▶ [Goal]
Please rewrite the entries below, changing every "dark jacket" to "black jacket" and keeping everything else the same, with the pictures left out.

▶ [Data records]
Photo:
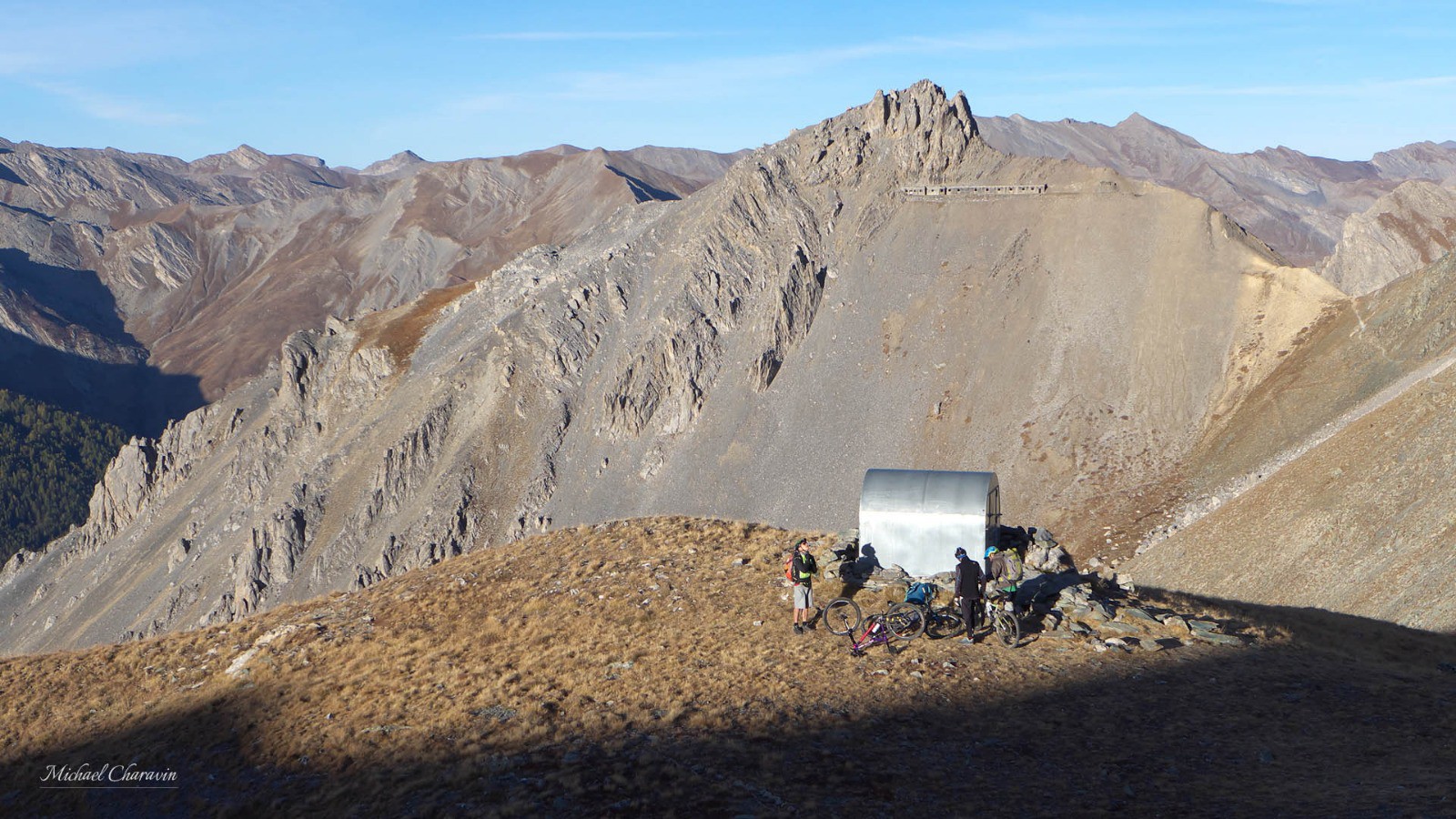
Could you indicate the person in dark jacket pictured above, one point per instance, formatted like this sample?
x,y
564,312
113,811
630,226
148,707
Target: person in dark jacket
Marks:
x,y
968,592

▶ [Result for this exercise]
Photo:
Could you indicate the person in black jacket pictured above, one point per instance, formatted like this sample?
x,y
564,312
113,811
630,226
148,707
Target: person in black jacket
Marks:
x,y
968,592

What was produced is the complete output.